* BEGIN Document excerpt *

Mexico: Catastrophe And The Cartel Wars


July 11, 2011: The UN is once again weighing in on Mexico’s Cartel War. Though the government puts the figure at around 35,000 dead, several non-governmental organization claims that close to 40,000 people have died since the Cartel War began in December 2006. UN humans rights officials are focusing on the number of migrants that have been slain by the cartels. The migrants (most of them from Central American countries) have been murdered and kidnapped by the drug cartels. However, the UN is also alleging that Mexican military and police forces have also committed human rights violations during the course of the war. The key allegation is the use of torture by police in order to extract confessions from criminal suspects.

July 9, 2011: Twenty people were slain in a gun battle in the city of Monterrey. It began when cartel gunmen entered a bar in the city and started firing on the patrons.

July 8, 2011: Mexican prosecutors convicted four men in the murders of 15 young people who were attending a birthday party in Ciudad Juarez in January 2010.

Federal police engaged in a series of firefights with cartel gunmen in Michoacan state (western Mexico). The main battle took place in the town of Apatzingan, where four cartel gunmen died in the battle and three police were wounded. The four gunmen belonged to the Knights Templar (Los Caballeros Templarios) faction of La Familia cartel. The recent increase in violence in Michoacan caused the government to send in another 1,800 police over the weekend, along with four helicopters.

July 7, 2011: The US recession has resulted in a significant drop in illegal immigration from Mexico. Just how significant is unclear, though some analysts estimate the 2011 figure will be very low. One academic analyst reported that 2011 may witness a slight outward migration of illegals (ie, they are returning to Mexico). Everyone agrees that accurate numbers are tough since illegal aliens are, well, illegal.

July 4, 2011: Mexican federal police arrested a senior commander in Los Zetas drug cartel. Jesus Enrique Rejon Aguilar is currently the third-ranking commander in Los Zetas. He is also regarded as one of the founders of the organization. Rejon at one time served in a Mexican Army airborne special forces unit.

* END Document excerpt *
* BEGIN Dataset content *

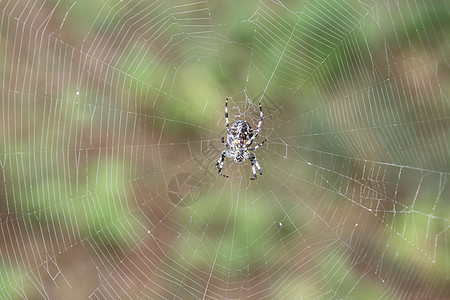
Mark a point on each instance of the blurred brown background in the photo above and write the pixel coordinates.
(111, 116)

* END Dataset content *

Exercise prompt →
Return the passage of the article on Mexico's Cartel War starting at "July 7, 2011: The" and ending at "special forces unit.", copied word for word. Work from the article only.

Solution to the problem →
July 7, 2011: The US recession has resulted in a significant drop in illegal immigration from Mexico. Just how significant is unclear, though some analysts estimate the 2011 figure will be very low. One academic analyst reported that 2011 may witness a slight outward migration of illegals (ie, they are returning to Mexico). Everyone agrees that accurate numbers are tough since illegal aliens are, well, illegal.

July 4, 2011: Mexican federal police arrested a senior commander in Los Zetas drug cartel. Jesus Enrique Rejon Aguilar is currently the third-ranking commander in Los Zetas. He is also regarded as one of the founders of the organization. Rejon at one time served in a Mexican Army airborne special forces unit.